--- EXTRACT TO READ ---
========================================================================

Unread post by Greg Beetham »

Yes, it's very easy to fool the system when using direct flash, one has to be very careful with composition indeed, with any near objects in the frame the the camera is stiffed with a choice of loose loose whatever it does, either the far object is exposed ok with the near one suffering the neutron bomb effect, or the near one exposed ok and the far one lost in the murk, there isn't normally any escape from the inverse square law whether using ADI or TTL.
Bounce TTL of course would be the best if there are near and far objects as usually most things are at a similar distance from the ceiling and thus stand more of a chance of being evenly lit, but that can bring additional difficulties if you need too use an f/stop that is deep enough to bring near and far objects/subjects into focus...then you start to need a fair bit of power from the flash gun.
I did notice one time though when shooting along the length of long table with guests on both sides (and backing up further away not being an option, nor was ceiling bounce) that the system can fooled by the relatively wide-ish angle of lens zoom into setting the zoom on the flash to match the lens angle of view, (the focus was about 2/3 down the length of the table), that flash zoom setting was not going to work as the nearby people were going too be over exposed and the far ones way under exposed, (a photo confirmed this), it was possible though to overcome that too a degree I later discovered, by overriding the flash zoom manually and zooming it to 85mm-ish even though the lens was at something like 20mm, this allowed the exposure system much more latitude to expose the far end with the punch of the zoom flash and the nearby subjects getting lit by the spray coming off the edges, can work ok with a little bit of experimenting, but far above the capabilities of the system to do by itself.

========================================================================

--- PROVIDED RECORDS ---
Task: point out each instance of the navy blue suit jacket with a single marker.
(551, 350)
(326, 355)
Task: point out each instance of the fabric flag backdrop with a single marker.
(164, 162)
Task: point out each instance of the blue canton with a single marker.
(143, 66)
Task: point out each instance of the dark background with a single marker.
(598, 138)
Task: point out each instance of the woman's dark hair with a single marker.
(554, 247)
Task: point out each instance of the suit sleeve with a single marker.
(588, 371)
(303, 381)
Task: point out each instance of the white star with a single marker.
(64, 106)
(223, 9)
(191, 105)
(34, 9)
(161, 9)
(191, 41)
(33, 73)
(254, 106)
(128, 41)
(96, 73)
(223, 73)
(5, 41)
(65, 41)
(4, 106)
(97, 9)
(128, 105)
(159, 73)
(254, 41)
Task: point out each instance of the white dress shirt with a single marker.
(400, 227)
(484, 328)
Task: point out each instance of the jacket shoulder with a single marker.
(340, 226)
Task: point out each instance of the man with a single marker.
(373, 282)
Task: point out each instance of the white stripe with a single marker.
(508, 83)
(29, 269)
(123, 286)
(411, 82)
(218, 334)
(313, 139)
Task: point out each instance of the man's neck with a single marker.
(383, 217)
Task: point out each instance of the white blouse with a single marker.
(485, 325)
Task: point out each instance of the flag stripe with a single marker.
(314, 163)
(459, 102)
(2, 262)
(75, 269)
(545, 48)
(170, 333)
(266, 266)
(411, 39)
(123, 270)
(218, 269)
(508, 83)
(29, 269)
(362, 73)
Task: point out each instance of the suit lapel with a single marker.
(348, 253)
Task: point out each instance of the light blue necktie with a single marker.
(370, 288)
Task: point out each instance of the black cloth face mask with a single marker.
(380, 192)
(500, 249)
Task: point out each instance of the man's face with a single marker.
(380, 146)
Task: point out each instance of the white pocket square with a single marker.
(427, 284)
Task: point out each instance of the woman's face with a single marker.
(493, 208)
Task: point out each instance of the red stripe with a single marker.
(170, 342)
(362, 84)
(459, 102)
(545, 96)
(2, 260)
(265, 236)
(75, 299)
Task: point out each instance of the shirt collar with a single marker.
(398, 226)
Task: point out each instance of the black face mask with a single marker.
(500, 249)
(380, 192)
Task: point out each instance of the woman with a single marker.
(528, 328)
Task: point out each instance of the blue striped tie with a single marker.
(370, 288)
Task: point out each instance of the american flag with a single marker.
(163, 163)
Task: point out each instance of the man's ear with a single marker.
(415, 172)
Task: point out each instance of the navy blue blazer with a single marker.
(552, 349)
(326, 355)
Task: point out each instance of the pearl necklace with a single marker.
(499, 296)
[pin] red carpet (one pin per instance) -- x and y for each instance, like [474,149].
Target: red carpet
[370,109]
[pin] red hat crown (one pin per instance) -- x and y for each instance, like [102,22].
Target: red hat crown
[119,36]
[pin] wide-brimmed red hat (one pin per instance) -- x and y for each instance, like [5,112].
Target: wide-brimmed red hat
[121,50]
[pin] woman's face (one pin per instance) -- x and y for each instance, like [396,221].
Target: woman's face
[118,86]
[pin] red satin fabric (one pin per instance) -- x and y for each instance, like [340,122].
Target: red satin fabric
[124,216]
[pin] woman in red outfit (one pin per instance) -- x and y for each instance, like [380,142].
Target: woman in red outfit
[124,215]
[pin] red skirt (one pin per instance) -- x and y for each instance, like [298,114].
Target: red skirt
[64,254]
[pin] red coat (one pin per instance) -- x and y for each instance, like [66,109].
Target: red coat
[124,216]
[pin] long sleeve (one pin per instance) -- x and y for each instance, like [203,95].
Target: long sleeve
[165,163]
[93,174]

========================================================================

--- STATED EXERCISE A ---
Rewrite the part of the flash photography post starting at "Bounce TTL of" and ending at "the flash gun.", putting "speedlight" in place of "flash gun".
--- STATED EXERCISE B ---
Extend the forum post about direct and bounce flash exposure, picking up right after its final sentence.

--- EXERCISE ANSWER A ---
Bounce TTL of course would be the best if there are near and far objects as usually most things are at a similar distance from the ceiling and thus stand more of a chance of being evenly lit, but that can bring additional difficulties if you need too use an f/stop that is deep enough to bring near and far objects/subjects into focus...then you start to need a fair bit of power from the speedlight.

--- EXERCISE ANSWER B ---
Also on the weekend (against my better judgement), I decided to do a little investigating of the mysterious realm of taking direct flash photos of shiny/reflective things that occupy most of the frame. My first subject was a china cabinet that had a glass front, a mirror back internally, glass shelves and crystal whatnots on the shelves. I had the edge of the cabinet door (one of them) near the edge of the VF frame so that almost the entire frame was glass and crystal and mirror, and too make things as tough as possible I used ISO200 at f8. The A100 + F56 actually performed well above my expectations either with ADI or TTL including the AEL button on some for ambi balance, (standard flash sync.) most exposures were reasonable with a couple slightly overexposed, the only exposure that was quite overexposed (maybe two stops), was when I tried HSS flash.
I then moved the tripod over in front of the old grandfather clock and did a re-run, which included adjusting the tripod height until the face could reflect squarely back into the camera, as soon as I got the camera square on I instantly got a near black frame, just the rim of the face slightly visible and the brilliant reflected spot (on TTL), nothing else visible. Thinking that ADI would fix it was wrong...it was just about the same again, maybe because by this stage with so many photos of reflective things the system had finally caved.
I did manage to get it back though just by shifting the tripod a foot to the side and taking a couple of photos zoomed back out a tad...and presto back too normal again.
I'm not sure what conclusions one can actually draw from any of this, except too say, try too avoid strong reflections with direct flash as much as possible...because the only way I overcame the clockface reflection was to revert to M mode both on the camera and flash and adjusting settings accordingly to get a decent exposure.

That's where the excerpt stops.